*TASK DIRECTIONS*
Whatever the records say, set them down exactly.

*RECORD SET*
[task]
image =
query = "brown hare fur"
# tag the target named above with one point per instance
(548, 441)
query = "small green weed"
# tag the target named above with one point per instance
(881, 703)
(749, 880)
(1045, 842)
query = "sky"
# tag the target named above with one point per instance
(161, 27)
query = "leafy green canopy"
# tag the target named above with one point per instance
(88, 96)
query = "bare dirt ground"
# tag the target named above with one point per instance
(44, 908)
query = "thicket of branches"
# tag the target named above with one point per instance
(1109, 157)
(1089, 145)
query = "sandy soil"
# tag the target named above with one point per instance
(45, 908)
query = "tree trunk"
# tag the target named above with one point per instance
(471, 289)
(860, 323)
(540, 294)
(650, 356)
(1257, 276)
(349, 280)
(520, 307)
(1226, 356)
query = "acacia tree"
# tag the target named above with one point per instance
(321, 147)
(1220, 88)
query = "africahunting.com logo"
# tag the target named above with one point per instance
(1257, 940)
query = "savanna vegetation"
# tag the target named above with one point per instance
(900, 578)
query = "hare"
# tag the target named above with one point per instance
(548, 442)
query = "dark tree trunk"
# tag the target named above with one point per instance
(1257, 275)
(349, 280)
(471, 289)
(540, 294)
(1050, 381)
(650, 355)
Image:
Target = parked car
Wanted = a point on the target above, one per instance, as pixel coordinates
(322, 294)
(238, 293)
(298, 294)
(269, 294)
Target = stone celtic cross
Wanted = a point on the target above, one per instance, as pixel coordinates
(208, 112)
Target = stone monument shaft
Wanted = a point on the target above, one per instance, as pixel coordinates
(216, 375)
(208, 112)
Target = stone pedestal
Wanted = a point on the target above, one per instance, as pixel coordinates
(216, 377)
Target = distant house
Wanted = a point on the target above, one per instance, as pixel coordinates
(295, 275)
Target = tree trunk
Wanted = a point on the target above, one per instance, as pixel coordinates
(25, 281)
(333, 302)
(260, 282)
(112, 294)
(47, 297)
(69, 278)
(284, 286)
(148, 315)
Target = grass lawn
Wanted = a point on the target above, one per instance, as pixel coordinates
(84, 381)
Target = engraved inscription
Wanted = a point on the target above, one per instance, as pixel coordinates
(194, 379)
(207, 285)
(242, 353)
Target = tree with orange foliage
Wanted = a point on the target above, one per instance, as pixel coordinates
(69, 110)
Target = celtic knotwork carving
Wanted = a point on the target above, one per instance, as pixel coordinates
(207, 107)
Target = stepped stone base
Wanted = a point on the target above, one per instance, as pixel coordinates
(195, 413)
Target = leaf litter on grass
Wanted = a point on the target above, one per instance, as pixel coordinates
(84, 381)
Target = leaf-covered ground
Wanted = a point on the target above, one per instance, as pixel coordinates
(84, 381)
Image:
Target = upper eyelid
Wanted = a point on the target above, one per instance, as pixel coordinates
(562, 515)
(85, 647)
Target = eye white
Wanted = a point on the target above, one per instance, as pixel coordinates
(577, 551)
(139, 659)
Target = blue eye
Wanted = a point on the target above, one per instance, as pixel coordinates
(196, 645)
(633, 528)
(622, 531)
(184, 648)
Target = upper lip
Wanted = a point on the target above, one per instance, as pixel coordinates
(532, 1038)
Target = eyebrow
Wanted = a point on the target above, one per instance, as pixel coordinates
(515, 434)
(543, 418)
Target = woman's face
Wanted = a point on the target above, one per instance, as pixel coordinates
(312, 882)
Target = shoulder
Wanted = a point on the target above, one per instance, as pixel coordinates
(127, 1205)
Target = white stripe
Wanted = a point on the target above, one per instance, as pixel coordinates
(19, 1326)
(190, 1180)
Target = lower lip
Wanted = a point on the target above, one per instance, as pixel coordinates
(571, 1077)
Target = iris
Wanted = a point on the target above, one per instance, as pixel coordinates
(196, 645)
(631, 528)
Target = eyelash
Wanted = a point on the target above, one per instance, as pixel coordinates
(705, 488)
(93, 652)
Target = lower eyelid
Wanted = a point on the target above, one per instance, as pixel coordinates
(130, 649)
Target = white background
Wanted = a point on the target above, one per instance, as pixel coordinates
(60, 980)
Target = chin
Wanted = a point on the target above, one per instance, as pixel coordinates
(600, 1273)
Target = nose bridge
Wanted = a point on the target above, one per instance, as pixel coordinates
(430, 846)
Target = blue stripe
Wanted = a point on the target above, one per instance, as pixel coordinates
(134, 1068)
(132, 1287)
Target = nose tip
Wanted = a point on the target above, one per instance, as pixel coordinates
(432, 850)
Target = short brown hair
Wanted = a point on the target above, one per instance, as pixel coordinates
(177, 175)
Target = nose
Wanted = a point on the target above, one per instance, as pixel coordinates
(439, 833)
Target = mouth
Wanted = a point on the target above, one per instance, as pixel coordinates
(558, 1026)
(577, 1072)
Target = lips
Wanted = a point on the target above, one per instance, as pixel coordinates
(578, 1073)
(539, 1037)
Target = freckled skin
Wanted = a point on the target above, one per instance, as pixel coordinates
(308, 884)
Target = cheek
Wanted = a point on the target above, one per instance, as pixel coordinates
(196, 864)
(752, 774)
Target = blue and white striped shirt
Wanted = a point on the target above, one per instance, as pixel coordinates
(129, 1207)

*TASK ANSWER*
[task]
image =
query = "brown hare fur"
# tag the target named above with one point per instance
(548, 441)
query = "small green weed"
# tag the target named above with one point per instance
(881, 703)
(749, 880)
(1045, 842)
query = "sky"
# tag the target named above with one point per instance
(161, 27)
query = "leafy green canopy"
# tag the target named above with one point per instance
(88, 96)
query = "bare dirt ground"
# tag the target named above with one point per instance
(44, 908)
query = "thicket of branches"
# tag the target named above with one point per instance
(1109, 157)
(1089, 145)
query = "sandy soil"
# tag the target named above with one point per instance
(45, 908)
query = "tree trunk"
# tag the target named above with one point per instance
(471, 289)
(860, 323)
(540, 294)
(650, 356)
(1257, 276)
(349, 280)
(520, 307)
(1226, 356)
query = "acacia tree"
# tag the target named above with one point per instance
(321, 147)
(1220, 88)
query = "africahunting.com logo"
# tag the target named above with one point per instance
(1257, 940)
query = "savanna vegetation"
# tag the target named above with one point per instance
(900, 578)
query = "hare"
# tag the target named above with one point per instance
(548, 442)
query = "dark tree trunk"
# tag the target named above with one point per instance
(1257, 275)
(349, 280)
(471, 289)
(540, 294)
(1050, 381)
(650, 355)
Image:
Target = parked car
Wanted = a point on the target above, one per instance, as pixel coordinates
(322, 294)
(238, 293)
(298, 294)
(269, 294)
Target = stone celtic cross
Wanted = a point on the target above, one per instance, as pixel coordinates
(208, 112)
Target = stone monument shaft
Wanted = a point on the target above, one per instance, as pixel coordinates
(216, 375)
(208, 112)
Target = stone pedestal
Wanted = a point on the target above, one per instance, as pixel coordinates
(216, 377)
Target = distant house
Wanted = a point on the target above, one per instance, as pixel coordinates
(295, 275)
Target = tree trunk
Wanted = a point on the target above, one per instance, as pixel coordinates
(25, 281)
(333, 302)
(260, 282)
(112, 294)
(47, 297)
(69, 278)
(284, 286)
(148, 315)
Target = grass lawn
Wanted = a point on the target above, one per instance, as pixel coordinates
(84, 381)
Target = engraved inscription
Wanted = a point on the target above, one per instance, as pixel coordinates
(194, 379)
(207, 285)
(242, 353)
Target = tree with orange foliage
Wanted = a point on the target above, one per instance, as pixel coordinates
(69, 110)
Target = celtic knotwork carving
Wanted = a point on the target above, one per instance, as pixel coordinates
(207, 107)
Target = stepped stone base
Wanted = a point on the target above, one per instance, as pixel coordinates
(195, 413)
Target = leaf litter on grass
Wanted = a point on the target above, one per instance, as pixel coordinates
(84, 381)
Target = leaf-covered ground
Wanted = a point on the target above, one per instance, as pixel coordinates
(84, 381)
Image:
Target = upper eyelid
Wanted = a point on the target above, one per instance, as pixel coordinates
(562, 515)
(85, 647)
Target = eye white
Wanted = a point on the target above, one per instance, as pixel coordinates
(577, 551)
(139, 659)
Target = blue eye
Wanted = a point on the target above, one per instance, as pixel coordinates
(196, 645)
(633, 528)
(622, 531)
(184, 648)
Target = upper lip
Wanted = a point on the target above, one per instance, as pixel coordinates
(532, 1038)
Target = eyebrow
Wanted = a point on the target above, one per instance, as pixel coordinates
(515, 434)
(543, 418)
Target = woman's face
Wanted = a point on the target above, one per instance, as pixel coordinates
(312, 882)
Target = shoulder
Wanted = a point on the target above, one per instance, as pixel coordinates
(127, 1205)
Target = white stripe
Wanted = a point on the target above, one per instance, as pixel coordinates
(19, 1326)
(190, 1180)
Target = lower lip
Wanted = a point on the target above, one per instance, as pixel coordinates
(571, 1077)
Target = iris
Wanted = a point on the target above, one per instance, as pixel coordinates
(196, 645)
(631, 528)
Target = eyelash
Wanted = a point on the target above, one per instance, as pixel coordinates
(705, 488)
(93, 652)
Target = lower eyelid
Wanted = a point on the target above, one per instance, as pixel coordinates
(130, 649)
Target = white background
Wanted = a point on the target above, one per instance, as pixel coordinates
(60, 980)
Target = chin
Wanted = a point on the target above, one per instance, as pixel coordinates
(600, 1273)
Target = nose bridge
Wanted = a point on the target above, one per instance, as pixel coordinates
(430, 846)
Target = blue stripe
Wanted = a point on the target above, one per instance, as pixel coordinates
(134, 1068)
(132, 1287)
Target = nose tip
Wanted = a point on the target above, one per instance, as pixel coordinates
(432, 850)
Target = short brown hair
Wanted = a point on the target above, one per instance, as pixel coordinates
(177, 175)
Target = nose
Wanted = a point on the target above, one per instance, as pixel coordinates
(439, 833)
Target = mouth
Wanted = a point on the target above, one per instance, as pixel coordinates
(558, 1026)
(577, 1072)
Target = lips
Wanted = a point on the target above, one per instance, as pixel coordinates
(578, 1073)
(539, 1037)
Target = freckled skin
Wanted = a point on the target above, one per instance, as pixel coordinates
(308, 884)
Target = cheek
Wanted = a point on the target above, one per instance, as pixel coordinates
(196, 864)
(752, 774)
Target = blue and white striped shirt
Wanted = a point on the target above, one per instance, as pixel coordinates
(129, 1207)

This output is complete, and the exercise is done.